→ Exercise description
Return the full passage on Ben Coates below, word for word.

→ Excerpt
====
Benjamin Terrence Coates, Jr. (born August 16, 1969) is an American former professional football player who was a tight end in the National Football League (NFL) for 10 seasons, primarily with the New England Patriots. He played college football at Livingstone and was selected by the Patriots in the fifth round of the 1991 NFL Draft, where spent all but one season of his professional career. In his final season, he was a member of the Baltimore Ravens.

During his nine seasons with the Patriots, Coates was a five-time Pro Bowler and two-time first-team All-Pro. He also made one Super Bowl appearance in Super Bowl XXXI. After being released by the Patriots, Coates signed with the Ravens and was part of the team that won Super Bowl XXXV. Coates pursued a coaching career following his retirement, serving as the head coach at his alma mater Livingstone and the tight ends coach for the Cleveland Browns. He was named to the second NFL 1990s All-Decade Team in 2000 and inducted to the New England Patriots Hall of Fame in 2008.

Early years
Coates didn't play football until his senior year at Greenwood High School, and was a multi-sport player at Livingstone College located in Salisbury, North Carolina. As a gridiron player at Livingstone, he broke nearly all meaningful records at the school, but due to his split-sport performances against small-school opponents, he received little notice outside the CIAA. While a college student, he joined Phi Beta Sigma fraternity through the Untouchable Upsilon Chapter at Livingstone College.  He finished his college career with 103 receptions for 1,268 yards and 18 touchdowns.  In 2018, he was inducted into the Central Intercollegiate Athletic Association Hall of Fame.
====
→ Data block
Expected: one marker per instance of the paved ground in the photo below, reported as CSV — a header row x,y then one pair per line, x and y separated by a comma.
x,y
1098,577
====
→ Exercise solution
Benjamin Terrence Coates, Jr. (born August 16, 1969) is an American former professional football player who was a tight end in the National Football League (NFL) for 10 seasons, primarily with the New England Patriots. He played college football at Livingstone and was selected by the Patriots in the fifth round of the 1991 NFL Draft, where spent all but one season of his professional career. In his final season, he was a member of the Baltimore Ravens.

During his nine seasons with the Patriots, Coates was a five-time Pro Bowler and two-time first-team All-Pro. He also made one Super Bowl appearance in Super Bowl XXXI. After being released by the Patriots, Coates signed with the Ravens and was part of the team that won Super Bowl XXXV. Coates pursued a coaching career following his retirement, serving as the head coach at his alma mater Livingstone and the tight ends coach for the Cleveland Browns. He was named to the second NFL 1990s All-Decade Team in 2000 and inducted to the New England Patriots Hall of Fame in 2008.

Early years
Coates didn't play football until his senior year at Greenwood High School, and was a multi-sport player at Livingstone College located in Salisbury, North Carolina. As a gridiron player at Livingstone, he broke nearly all meaningful records at the school, but due to his split-sport performances against small-school opponents, he received little notice outside the CIAA. While a college student, he joined Phi Beta Sigma fraternity through the Untouchable Upsilon Chapter at Livingstone College.  He finished his college career with 103 receptions for 1,268 yards and 18 touchdowns.  In 2018, he was inducted into the Central Intercollegiate Athletic Association Hall of Fame.